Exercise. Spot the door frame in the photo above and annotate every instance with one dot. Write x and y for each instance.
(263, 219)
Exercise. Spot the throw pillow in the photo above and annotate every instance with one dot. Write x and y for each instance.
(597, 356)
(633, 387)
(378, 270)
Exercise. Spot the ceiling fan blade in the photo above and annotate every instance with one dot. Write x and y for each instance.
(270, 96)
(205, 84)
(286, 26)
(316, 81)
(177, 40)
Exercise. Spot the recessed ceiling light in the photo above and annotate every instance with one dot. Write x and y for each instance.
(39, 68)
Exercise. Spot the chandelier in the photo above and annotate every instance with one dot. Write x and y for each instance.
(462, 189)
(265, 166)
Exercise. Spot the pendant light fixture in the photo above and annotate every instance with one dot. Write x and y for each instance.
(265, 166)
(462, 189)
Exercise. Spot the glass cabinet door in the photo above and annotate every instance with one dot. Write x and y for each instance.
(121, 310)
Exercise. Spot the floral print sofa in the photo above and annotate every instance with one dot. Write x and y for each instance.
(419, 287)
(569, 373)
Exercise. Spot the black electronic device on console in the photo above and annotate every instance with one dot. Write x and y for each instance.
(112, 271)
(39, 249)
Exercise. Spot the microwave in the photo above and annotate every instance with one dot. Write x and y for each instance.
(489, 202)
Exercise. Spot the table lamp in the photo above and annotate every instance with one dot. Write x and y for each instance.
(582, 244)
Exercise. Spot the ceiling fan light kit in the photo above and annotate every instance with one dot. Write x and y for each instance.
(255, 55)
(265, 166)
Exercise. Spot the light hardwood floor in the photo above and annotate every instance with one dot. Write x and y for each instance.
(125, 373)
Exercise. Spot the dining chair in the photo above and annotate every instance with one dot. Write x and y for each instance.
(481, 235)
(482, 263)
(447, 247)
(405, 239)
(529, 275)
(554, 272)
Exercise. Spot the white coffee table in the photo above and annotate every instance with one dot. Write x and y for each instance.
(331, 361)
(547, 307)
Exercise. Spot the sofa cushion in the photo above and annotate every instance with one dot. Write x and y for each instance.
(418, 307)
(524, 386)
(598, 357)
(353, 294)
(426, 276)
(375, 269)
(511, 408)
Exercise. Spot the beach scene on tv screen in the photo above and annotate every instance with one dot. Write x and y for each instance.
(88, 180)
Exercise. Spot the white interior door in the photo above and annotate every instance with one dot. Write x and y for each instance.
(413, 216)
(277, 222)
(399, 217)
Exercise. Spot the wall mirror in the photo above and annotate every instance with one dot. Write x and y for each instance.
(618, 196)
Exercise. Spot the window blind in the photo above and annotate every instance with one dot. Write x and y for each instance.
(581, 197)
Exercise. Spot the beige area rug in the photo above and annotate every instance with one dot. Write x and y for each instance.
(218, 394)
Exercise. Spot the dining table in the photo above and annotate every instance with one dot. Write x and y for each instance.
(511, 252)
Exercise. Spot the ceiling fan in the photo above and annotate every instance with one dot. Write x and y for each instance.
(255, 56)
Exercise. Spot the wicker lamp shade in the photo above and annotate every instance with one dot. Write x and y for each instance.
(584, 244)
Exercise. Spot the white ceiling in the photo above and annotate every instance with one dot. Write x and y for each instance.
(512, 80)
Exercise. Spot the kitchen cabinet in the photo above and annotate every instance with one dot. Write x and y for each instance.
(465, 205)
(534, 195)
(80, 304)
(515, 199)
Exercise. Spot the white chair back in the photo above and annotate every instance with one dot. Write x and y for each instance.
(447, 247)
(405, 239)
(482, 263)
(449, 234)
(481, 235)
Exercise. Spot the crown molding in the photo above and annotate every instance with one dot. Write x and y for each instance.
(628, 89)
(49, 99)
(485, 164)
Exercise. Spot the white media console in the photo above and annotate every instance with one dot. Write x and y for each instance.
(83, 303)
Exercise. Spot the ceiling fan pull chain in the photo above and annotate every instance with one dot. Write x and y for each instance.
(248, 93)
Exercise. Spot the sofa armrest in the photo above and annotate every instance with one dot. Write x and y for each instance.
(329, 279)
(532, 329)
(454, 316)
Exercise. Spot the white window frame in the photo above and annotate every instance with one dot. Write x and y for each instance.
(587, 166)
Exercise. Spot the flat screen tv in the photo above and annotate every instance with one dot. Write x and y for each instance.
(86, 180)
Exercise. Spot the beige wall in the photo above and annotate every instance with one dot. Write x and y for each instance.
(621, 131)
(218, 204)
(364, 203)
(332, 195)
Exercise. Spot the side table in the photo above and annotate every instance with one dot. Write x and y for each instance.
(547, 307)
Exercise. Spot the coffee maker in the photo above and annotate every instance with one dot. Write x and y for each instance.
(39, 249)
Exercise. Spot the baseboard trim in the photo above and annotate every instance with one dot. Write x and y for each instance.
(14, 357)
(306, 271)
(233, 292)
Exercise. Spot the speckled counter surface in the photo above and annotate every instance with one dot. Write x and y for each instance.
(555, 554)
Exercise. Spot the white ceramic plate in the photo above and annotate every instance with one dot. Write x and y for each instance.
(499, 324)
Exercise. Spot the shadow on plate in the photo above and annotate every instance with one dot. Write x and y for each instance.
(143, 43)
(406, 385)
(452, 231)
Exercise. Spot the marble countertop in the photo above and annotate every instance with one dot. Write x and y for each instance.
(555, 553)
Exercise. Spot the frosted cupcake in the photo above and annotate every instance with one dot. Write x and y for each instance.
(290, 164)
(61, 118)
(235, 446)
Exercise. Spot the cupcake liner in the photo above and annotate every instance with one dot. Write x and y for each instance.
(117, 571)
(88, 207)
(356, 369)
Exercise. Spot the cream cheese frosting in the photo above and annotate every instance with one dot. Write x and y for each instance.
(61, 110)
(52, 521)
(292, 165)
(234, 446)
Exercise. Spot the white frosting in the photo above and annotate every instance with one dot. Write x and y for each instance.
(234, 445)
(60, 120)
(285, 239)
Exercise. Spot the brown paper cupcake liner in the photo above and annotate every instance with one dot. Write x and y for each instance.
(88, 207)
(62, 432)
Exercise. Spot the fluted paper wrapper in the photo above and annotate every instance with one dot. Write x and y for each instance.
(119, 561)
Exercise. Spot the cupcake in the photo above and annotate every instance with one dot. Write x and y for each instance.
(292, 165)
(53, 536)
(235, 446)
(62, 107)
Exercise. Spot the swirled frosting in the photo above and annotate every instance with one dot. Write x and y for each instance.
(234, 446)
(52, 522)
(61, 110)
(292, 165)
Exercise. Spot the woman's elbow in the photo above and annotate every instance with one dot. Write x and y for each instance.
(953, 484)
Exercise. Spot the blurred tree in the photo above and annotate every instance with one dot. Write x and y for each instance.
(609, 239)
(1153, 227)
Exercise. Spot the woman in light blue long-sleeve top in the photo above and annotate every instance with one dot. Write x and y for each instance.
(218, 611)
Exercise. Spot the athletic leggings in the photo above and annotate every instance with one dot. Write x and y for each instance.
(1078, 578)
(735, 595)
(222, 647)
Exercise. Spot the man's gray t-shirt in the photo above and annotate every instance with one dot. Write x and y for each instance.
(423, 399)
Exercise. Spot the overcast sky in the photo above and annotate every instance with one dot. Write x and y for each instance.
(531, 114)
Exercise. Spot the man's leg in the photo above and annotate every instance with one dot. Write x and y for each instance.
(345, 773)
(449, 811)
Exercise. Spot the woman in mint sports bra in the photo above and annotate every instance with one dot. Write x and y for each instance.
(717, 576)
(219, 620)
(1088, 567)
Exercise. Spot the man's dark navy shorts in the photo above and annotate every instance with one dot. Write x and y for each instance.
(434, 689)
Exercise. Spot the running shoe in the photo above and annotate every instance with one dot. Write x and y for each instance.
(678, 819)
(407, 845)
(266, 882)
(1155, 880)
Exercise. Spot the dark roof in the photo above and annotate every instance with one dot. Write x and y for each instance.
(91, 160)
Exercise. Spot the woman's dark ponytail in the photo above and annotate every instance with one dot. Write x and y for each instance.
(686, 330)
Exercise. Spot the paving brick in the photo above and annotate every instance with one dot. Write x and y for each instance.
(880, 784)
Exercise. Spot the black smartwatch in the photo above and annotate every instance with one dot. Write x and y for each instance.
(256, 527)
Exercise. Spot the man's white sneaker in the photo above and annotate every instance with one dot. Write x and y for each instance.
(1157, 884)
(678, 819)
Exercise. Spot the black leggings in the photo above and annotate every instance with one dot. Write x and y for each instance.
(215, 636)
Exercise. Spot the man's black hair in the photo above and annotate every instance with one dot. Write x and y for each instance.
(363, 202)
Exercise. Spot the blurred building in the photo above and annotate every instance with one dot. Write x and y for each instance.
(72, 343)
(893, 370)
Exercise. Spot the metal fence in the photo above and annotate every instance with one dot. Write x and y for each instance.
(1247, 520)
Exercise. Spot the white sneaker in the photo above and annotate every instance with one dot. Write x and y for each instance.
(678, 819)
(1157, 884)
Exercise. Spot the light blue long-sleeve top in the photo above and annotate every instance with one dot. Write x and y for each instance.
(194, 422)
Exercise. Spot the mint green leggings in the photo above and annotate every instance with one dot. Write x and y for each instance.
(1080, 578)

:: Problem description ::
Repeat the rows above word for word, from the line with "Exercise. Spot the black smartwatch" to the line with "(1247, 520)", including both of those lines.

:: Problem solution ::
Exercise. Spot the black smartwatch in the photo above and annotate every instance with one dot. Write x and y for each instance.
(256, 527)
Exercise. Spot the man's white sneaker in the photo above and annotate every instance with one dot. Write x and y for each instance.
(1157, 884)
(678, 819)
Exercise. Spot the black leggings in the photo above and annotate every instance with one dot. Write x and y for each instance.
(215, 636)
Exercise. Spot the man's black hair in the photo above and annotate every instance with one dot. Write x and y for each instance.
(363, 202)
Exercise. Spot the blurred building in the photo above and annotate every instance with one dot. Write x and y for each instance.
(72, 343)
(893, 370)
Exercise. Spot the metal fence in the photo above and annotate every instance with one dot. Write x and y for each instance.
(1247, 520)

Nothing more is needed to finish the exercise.